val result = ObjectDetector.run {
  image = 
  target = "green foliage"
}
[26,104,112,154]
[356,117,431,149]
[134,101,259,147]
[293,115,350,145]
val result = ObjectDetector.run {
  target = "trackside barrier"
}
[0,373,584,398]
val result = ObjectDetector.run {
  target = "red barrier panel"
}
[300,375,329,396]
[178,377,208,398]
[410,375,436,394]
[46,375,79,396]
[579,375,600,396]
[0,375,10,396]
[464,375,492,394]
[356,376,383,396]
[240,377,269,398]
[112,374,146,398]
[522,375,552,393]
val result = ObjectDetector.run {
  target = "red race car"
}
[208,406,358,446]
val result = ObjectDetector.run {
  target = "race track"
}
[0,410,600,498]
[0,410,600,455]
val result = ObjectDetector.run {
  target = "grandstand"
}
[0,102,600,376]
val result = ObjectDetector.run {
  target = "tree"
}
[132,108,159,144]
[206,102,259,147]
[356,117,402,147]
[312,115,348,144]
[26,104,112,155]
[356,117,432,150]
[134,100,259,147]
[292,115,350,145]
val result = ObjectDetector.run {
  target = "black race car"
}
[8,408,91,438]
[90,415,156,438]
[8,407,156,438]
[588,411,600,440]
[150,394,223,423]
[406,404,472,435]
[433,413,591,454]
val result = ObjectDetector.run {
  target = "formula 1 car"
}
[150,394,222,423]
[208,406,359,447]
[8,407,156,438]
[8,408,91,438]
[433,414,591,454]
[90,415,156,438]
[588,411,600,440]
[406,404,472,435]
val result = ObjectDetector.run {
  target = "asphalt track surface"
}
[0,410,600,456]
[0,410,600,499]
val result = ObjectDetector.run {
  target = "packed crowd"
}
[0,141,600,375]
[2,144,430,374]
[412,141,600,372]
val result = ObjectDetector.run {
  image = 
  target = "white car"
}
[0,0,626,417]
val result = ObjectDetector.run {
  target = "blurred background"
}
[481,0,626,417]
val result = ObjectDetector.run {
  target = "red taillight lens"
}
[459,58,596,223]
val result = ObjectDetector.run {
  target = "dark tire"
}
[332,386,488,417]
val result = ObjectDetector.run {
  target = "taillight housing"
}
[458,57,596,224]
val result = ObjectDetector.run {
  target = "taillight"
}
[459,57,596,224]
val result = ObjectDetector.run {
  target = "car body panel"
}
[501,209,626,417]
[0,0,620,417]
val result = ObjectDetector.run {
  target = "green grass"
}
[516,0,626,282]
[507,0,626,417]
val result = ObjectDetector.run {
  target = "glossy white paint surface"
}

○ ○ ○ ○ ○ ○ ○

Print the listing above again from its first line to its last, changing nothing.

val result = ObjectDetector.run {
  image = 
  target = "green foliage"
}
[26,104,112,154]
[356,117,431,149]
[134,101,259,147]
[293,115,350,145]
val result = ObjectDetector.run {
  target = "trackside barrier"
}
[0,373,584,398]
val result = ObjectDetector.run {
  target = "red barrier panel"
}
[300,375,329,396]
[178,377,208,398]
[410,375,436,394]
[46,375,79,396]
[579,375,600,396]
[0,375,10,396]
[464,375,492,394]
[356,376,383,396]
[240,377,269,398]
[112,374,146,398]
[522,375,552,393]
val result = ObjectDetector.run {
  target = "red race car"
}
[208,406,358,446]
val result = ObjectDetector.run {
  target = "race track"
}
[0,410,600,498]
[0,410,600,455]
val result = ObjectDetector.run {
  target = "grandstand"
}
[0,102,600,376]
val result = ObjectDetector.run {
  target = "tree"
}
[132,108,159,144]
[206,102,259,147]
[356,117,402,147]
[312,115,348,144]
[26,104,112,155]
[356,117,432,150]
[134,100,259,147]
[292,115,350,145]
val result = ObjectDetector.run {
  target = "black race car"
}
[8,408,91,438]
[90,415,156,438]
[8,407,156,438]
[588,411,600,440]
[150,394,223,423]
[406,404,472,435]
[433,413,591,454]
val result = ObjectDetector.run {
  target = "formula 1 car"
}
[150,394,222,423]
[208,406,359,447]
[8,407,156,438]
[8,408,91,438]
[433,414,591,454]
[90,415,156,438]
[588,411,600,440]
[406,404,472,435]
val result = ObjectDetector.run {
  target = "asphalt track surface"
}
[0,410,600,456]
[0,410,600,499]
val result = ObjectDetector.run {
  target = "packed crowd"
}
[0,141,600,375]
[2,144,430,374]
[412,141,600,372]
val result = ObjectDetector.run {
  image = 
  target = "white car"
}
[0,0,626,417]
val result = ObjectDetector.run {
  target = "blurred background"
}
[481,0,626,417]
val result = ObjectDetector.run {
  target = "red taillight lens"
}
[459,58,596,223]
val result = ObjectDetector.run {
  target = "dark tire"
}
[332,386,488,417]
val result = ObjectDetector.run {
  target = "taillight housing"
}
[458,57,596,224]
val result = ObjectDetector.run {
  target = "taillight"
}
[459,57,596,224]
val result = ObjectDetector.run {
  target = "car body panel"
}
[501,209,626,417]
[0,0,620,417]
val result = ObjectDetector.run {
  target = "green grass"
}
[516,0,626,282]
[507,0,626,417]
val result = ObjectDetector.run {
  target = "glossy white paint surface"
}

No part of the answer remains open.